▶ Problem statement: Copy out each line of the items below that contains the word "strap". Case counts.

▶ Provided data:
####

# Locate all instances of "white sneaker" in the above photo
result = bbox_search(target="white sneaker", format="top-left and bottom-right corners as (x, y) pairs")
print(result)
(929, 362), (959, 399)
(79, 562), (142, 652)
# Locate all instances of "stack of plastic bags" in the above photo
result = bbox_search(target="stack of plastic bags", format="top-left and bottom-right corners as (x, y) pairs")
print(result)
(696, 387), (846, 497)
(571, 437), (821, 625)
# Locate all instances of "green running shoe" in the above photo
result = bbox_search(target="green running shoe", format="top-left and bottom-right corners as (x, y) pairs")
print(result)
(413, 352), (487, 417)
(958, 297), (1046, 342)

####

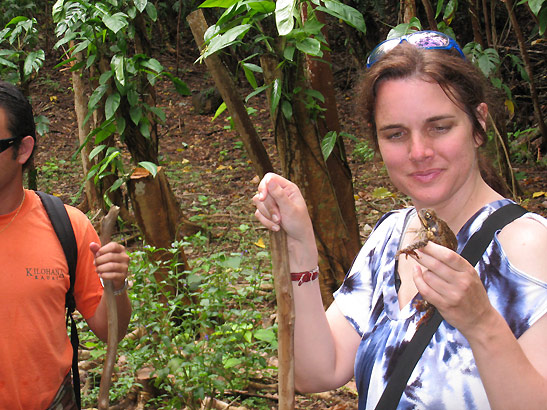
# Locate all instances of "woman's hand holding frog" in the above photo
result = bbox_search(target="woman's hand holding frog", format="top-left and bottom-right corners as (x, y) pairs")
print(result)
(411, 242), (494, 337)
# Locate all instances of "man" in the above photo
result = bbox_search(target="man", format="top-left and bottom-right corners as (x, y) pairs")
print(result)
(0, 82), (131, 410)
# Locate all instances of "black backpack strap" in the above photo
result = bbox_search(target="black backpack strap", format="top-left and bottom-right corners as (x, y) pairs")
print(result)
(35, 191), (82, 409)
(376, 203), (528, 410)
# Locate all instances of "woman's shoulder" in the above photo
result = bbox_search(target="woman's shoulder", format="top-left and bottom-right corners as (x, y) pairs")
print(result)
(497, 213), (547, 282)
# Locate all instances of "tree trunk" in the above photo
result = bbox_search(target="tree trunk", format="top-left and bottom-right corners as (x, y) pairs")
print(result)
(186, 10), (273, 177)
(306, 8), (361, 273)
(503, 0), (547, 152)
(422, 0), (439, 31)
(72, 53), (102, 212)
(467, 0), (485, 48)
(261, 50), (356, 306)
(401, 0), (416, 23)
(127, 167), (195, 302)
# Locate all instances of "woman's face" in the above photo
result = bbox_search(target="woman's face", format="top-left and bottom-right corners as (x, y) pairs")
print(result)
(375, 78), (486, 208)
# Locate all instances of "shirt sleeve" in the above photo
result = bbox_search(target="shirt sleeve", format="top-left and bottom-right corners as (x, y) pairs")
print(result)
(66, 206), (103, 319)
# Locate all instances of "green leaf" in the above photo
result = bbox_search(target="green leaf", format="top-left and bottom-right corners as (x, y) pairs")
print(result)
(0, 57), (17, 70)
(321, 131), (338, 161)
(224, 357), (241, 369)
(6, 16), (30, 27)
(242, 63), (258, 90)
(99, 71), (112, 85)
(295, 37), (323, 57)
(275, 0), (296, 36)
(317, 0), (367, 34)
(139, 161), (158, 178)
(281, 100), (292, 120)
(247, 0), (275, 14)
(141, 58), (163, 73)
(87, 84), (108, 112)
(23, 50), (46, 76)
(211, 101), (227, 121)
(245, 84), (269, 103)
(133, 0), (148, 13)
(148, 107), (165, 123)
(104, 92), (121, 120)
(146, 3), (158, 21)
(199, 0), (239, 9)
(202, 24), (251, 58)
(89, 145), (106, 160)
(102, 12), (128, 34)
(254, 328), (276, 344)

####

▶ Answer to the problem:
# Locate all instances of "black backpack strap" in the above photo
result = bbox_search(target="black backpack strap", format="top-left and bottom-right corners as (x, y) pairs")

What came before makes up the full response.